[[ Input data, beginning ]]

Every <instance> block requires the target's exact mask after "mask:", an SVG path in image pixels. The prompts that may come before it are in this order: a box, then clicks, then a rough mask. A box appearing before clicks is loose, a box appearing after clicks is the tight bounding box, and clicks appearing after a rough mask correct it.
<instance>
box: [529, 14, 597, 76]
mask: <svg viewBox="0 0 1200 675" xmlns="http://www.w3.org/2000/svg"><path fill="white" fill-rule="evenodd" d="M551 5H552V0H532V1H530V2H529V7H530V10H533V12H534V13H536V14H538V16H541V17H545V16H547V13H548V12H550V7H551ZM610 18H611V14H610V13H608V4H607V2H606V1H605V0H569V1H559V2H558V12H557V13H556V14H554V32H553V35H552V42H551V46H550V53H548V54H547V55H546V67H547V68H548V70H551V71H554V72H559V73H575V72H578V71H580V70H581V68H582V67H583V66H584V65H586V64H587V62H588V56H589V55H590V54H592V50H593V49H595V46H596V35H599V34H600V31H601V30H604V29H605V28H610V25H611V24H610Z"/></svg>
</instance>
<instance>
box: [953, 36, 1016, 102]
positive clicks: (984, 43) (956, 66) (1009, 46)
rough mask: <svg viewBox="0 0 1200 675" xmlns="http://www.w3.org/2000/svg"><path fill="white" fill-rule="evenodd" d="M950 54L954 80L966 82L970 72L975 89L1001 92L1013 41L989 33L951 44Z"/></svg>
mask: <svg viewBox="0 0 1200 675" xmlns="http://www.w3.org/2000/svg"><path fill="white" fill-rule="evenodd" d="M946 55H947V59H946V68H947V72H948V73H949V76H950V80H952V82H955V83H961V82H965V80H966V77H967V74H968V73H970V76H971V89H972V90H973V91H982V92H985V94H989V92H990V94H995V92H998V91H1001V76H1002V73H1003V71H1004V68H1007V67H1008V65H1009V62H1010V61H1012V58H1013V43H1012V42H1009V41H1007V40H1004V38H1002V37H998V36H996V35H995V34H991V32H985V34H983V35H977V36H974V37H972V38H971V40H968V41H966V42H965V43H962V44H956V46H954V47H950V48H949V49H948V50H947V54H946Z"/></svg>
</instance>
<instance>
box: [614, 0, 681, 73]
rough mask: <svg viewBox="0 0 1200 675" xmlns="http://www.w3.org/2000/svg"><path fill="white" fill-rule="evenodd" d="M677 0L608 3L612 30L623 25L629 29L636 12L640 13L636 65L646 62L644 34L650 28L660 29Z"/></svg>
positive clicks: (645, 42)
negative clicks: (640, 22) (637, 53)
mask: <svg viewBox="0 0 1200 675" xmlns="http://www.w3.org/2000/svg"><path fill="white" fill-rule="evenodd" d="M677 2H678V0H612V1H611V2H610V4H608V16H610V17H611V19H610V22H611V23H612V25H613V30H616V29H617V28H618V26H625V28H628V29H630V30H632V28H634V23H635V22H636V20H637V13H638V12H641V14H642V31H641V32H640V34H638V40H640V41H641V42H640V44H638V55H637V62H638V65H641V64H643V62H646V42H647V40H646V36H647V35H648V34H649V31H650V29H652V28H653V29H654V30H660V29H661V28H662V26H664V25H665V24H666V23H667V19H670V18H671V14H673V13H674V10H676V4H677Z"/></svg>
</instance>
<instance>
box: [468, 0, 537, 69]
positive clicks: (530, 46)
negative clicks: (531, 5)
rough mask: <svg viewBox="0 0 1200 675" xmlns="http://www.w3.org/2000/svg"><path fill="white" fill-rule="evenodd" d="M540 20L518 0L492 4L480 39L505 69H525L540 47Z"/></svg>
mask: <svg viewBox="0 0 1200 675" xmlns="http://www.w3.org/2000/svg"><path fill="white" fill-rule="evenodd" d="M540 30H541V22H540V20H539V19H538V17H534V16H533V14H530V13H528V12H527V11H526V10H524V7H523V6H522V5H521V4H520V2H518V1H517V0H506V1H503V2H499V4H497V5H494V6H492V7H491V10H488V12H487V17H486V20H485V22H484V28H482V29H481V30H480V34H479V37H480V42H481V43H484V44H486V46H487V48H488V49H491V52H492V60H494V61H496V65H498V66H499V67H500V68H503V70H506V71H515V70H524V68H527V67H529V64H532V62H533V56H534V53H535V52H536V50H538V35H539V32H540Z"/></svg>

[[ Input data, end ]]

Rewrite all of the entries above, replacing every occurrence of "rough mask" with "coarse mask" and leaving everything else unchanged.

Every <instance> block requires the target's exact mask after "mask:", an SVG path in image pixels. The prompts that may come before it are in this order: a box, then clicks, then a coarse mask. A box appearing before clicks is loose, a box appearing after clicks is the tight bounding box, and clicks appearing after a coarse mask correct it.
<instance>
box: [529, 14, 597, 76]
mask: <svg viewBox="0 0 1200 675" xmlns="http://www.w3.org/2000/svg"><path fill="white" fill-rule="evenodd" d="M551 5H552V0H532V1H530V2H529V7H530V10H533V12H534V13H536V14H538V16H541V17H545V16H547V13H548V12H550V7H551ZM610 18H611V14H610V13H608V4H607V2H606V1H605V0H569V1H559V2H558V12H557V13H556V14H554V32H553V35H552V42H551V46H550V53H548V54H547V55H546V67H547V68H548V70H551V71H554V72H559V73H575V72H578V71H580V70H581V68H582V67H583V66H584V65H586V64H587V62H588V56H589V55H590V54H592V50H593V49H595V46H596V35H599V34H600V31H601V30H604V29H605V28H610V25H611V24H610Z"/></svg>
</instance>
<instance>
box: [953, 36, 1016, 102]
positive clicks: (984, 43) (956, 66) (1009, 46)
coarse mask: <svg viewBox="0 0 1200 675" xmlns="http://www.w3.org/2000/svg"><path fill="white" fill-rule="evenodd" d="M950 54L954 80L966 82L970 72L975 89L1001 92L1013 41L989 33L951 44Z"/></svg>
mask: <svg viewBox="0 0 1200 675" xmlns="http://www.w3.org/2000/svg"><path fill="white" fill-rule="evenodd" d="M946 55H947V59H946V68H947V72H948V73H949V76H950V80H952V82H955V83H961V82H965V80H966V77H967V74H968V73H970V76H971V89H972V90H973V91H982V92H985V94H989V92H990V94H995V92H998V91H1001V76H1002V73H1003V71H1004V68H1007V67H1008V65H1009V62H1010V61H1012V58H1013V43H1012V42H1009V41H1007V40H1004V38H1002V37H998V36H996V35H995V34H991V32H985V34H983V35H977V36H974V37H972V38H971V40H968V41H966V42H965V43H962V44H956V46H954V47H950V48H949V49H948V50H947V54H946Z"/></svg>
</instance>
<instance>
box: [614, 0, 681, 73]
coarse mask: <svg viewBox="0 0 1200 675" xmlns="http://www.w3.org/2000/svg"><path fill="white" fill-rule="evenodd" d="M677 0L608 3L612 30L623 25L629 29L636 12L640 13L636 65L646 62L644 34L650 28L660 29Z"/></svg>
positive clicks: (645, 42)
negative clicks: (640, 22) (637, 53)
mask: <svg viewBox="0 0 1200 675" xmlns="http://www.w3.org/2000/svg"><path fill="white" fill-rule="evenodd" d="M677 2H678V0H612V1H611V2H610V4H608V16H610V17H611V19H610V22H611V23H612V25H613V30H616V29H617V28H618V26H625V28H628V29H630V30H632V28H634V23H635V22H636V20H637V13H638V12H641V14H642V31H641V32H640V34H638V40H640V41H641V42H640V44H638V55H637V62H638V65H641V64H643V62H646V42H647V40H646V36H647V35H648V34H649V31H650V29H652V28H653V29H654V30H660V29H661V28H662V26H664V25H665V24H666V23H667V19H670V18H671V14H673V13H674V10H676V4H677Z"/></svg>
</instance>
<instance>
box: [468, 0, 537, 69]
positive clicks: (530, 46)
negative clicks: (531, 5)
coarse mask: <svg viewBox="0 0 1200 675" xmlns="http://www.w3.org/2000/svg"><path fill="white" fill-rule="evenodd" d="M540 20L518 0L492 4L480 39L505 69H525L540 47Z"/></svg>
mask: <svg viewBox="0 0 1200 675" xmlns="http://www.w3.org/2000/svg"><path fill="white" fill-rule="evenodd" d="M540 30H541V22H540V20H539V19H538V17H534V16H533V14H530V13H528V12H527V11H526V10H524V7H523V6H522V5H521V4H520V2H518V1H517V0H506V1H503V2H499V4H497V5H494V6H492V7H491V10H488V12H487V17H486V20H485V22H484V28H482V29H481V30H480V34H479V37H480V42H481V43H484V44H486V46H487V48H488V49H491V52H492V60H494V61H496V65H498V66H499V67H500V68H503V70H506V71H515V70H524V68H527V67H529V64H532V62H533V56H534V53H535V52H536V50H538V35H539V32H540Z"/></svg>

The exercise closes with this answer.